WHAT IS BEING ASKED –
Report every line below that contains the string "woman", copying each such line in full. The match is case-sensitive.

** BEGIN RECORDS FOR THIS TASK **

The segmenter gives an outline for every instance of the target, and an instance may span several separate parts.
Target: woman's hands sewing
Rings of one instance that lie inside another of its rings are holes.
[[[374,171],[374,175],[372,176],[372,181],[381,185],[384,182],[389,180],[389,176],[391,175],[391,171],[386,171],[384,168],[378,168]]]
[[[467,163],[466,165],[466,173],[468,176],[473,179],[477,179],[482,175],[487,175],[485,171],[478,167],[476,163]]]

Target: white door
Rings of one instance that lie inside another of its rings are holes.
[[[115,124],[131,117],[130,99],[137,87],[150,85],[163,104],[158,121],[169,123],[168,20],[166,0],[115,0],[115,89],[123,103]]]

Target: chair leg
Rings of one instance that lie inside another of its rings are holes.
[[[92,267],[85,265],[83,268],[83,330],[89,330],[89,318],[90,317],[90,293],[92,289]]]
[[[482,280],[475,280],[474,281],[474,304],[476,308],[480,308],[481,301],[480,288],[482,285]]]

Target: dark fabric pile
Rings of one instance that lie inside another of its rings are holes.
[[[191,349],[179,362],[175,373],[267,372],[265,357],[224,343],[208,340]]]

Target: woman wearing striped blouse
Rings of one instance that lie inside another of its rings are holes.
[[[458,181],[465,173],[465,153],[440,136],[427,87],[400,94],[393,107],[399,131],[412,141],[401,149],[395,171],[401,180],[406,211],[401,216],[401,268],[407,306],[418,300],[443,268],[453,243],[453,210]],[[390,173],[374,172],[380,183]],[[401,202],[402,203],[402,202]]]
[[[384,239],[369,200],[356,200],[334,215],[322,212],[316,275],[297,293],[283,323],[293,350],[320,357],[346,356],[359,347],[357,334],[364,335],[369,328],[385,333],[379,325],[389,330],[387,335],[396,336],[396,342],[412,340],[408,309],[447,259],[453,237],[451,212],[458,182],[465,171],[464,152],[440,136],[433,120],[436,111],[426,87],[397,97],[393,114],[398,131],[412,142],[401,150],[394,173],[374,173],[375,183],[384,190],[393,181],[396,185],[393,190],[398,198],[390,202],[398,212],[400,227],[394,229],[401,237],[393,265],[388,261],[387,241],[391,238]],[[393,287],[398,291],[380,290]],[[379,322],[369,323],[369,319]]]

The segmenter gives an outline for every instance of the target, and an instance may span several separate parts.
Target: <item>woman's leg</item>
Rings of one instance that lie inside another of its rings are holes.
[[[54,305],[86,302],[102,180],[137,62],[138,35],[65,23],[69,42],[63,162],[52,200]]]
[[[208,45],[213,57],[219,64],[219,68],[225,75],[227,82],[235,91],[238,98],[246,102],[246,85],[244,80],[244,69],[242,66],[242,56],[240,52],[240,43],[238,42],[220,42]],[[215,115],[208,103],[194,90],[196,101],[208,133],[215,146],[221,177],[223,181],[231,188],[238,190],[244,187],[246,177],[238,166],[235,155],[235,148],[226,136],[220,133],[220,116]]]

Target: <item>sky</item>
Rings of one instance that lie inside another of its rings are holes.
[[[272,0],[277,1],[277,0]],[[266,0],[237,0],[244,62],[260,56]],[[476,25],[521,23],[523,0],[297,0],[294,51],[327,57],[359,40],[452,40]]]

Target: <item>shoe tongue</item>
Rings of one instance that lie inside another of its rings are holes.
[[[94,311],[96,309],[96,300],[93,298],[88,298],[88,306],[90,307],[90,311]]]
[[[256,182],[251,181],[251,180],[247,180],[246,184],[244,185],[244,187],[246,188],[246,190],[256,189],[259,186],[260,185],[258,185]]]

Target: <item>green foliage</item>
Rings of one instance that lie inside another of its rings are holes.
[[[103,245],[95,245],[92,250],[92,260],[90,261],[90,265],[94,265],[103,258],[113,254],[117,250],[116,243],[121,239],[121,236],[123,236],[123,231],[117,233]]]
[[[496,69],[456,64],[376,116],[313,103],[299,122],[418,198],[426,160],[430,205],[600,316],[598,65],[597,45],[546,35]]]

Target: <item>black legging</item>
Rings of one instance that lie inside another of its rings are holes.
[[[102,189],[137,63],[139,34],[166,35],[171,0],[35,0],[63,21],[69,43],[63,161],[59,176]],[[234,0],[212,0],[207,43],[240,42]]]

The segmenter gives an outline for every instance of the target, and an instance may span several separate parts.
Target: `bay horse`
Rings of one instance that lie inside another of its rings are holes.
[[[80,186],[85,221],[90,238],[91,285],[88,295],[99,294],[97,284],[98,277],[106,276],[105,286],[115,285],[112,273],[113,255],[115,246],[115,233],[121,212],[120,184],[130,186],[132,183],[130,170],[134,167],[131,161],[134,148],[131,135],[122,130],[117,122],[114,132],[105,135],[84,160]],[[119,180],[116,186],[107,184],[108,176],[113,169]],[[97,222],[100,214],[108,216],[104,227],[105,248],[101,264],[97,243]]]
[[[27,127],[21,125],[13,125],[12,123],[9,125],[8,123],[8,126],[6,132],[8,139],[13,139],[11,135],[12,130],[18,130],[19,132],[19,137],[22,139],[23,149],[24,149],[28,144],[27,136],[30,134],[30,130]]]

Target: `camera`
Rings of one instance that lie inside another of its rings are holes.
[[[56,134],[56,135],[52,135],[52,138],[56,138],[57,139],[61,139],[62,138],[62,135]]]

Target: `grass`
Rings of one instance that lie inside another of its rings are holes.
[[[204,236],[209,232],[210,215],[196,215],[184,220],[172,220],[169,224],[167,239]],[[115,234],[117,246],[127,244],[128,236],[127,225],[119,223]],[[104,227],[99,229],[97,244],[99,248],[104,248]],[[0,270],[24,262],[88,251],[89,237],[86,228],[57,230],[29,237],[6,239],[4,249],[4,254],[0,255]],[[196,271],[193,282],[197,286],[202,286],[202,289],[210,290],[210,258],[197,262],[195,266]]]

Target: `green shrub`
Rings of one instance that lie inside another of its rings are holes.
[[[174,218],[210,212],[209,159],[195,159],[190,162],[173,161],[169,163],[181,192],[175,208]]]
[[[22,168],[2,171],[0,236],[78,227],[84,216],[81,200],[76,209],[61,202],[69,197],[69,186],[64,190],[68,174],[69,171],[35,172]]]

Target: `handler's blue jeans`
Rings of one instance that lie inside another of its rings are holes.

** END RECORDS FOR THIS TASK **

EXERCISE SOLUTION –
Target: woman's hands sewing
Target: woman wearing striped blouse
Target: <item>woman's leg</item>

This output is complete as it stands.